(Extraits de jeux de données annotés par boîtes)
┄┄┄┄┄┄┄┄┄┄┄┄┄┄┄┄┄┄┄┄
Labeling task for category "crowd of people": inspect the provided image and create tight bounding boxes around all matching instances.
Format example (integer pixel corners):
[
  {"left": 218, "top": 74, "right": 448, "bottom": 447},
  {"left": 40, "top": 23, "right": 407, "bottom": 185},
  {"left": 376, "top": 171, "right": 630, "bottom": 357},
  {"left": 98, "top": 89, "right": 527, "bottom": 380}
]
┄┄┄┄┄┄┄┄┄┄┄┄┄┄┄┄┄┄┄┄
_Objet de la tâche_: Restituez les lignes des enregistrements sous la forme d'une liste JSON de chaînes, avec une chaîne par ligne et sans les lignes vides.

_Solution proposée_:
[
  "Labeling task for category \"crowd of people\": inspect the provided image and create tight bounding boxes around all matching instances.",
  "Format example (integer pixel corners):",
  "[",
  "  {\"left\": 218, \"top\": 74, \"right\": 448, \"bottom\": 447},",
  "  {\"left\": 40, \"top\": 23, \"right\": 407, \"bottom\": 185},",
  "  {\"left\": 376, \"top\": 171, \"right\": 630, \"bottom\": 357},",
  "  {\"left\": 98, \"top\": 89, \"right\": 527, \"bottom\": 380}",
  "]"
]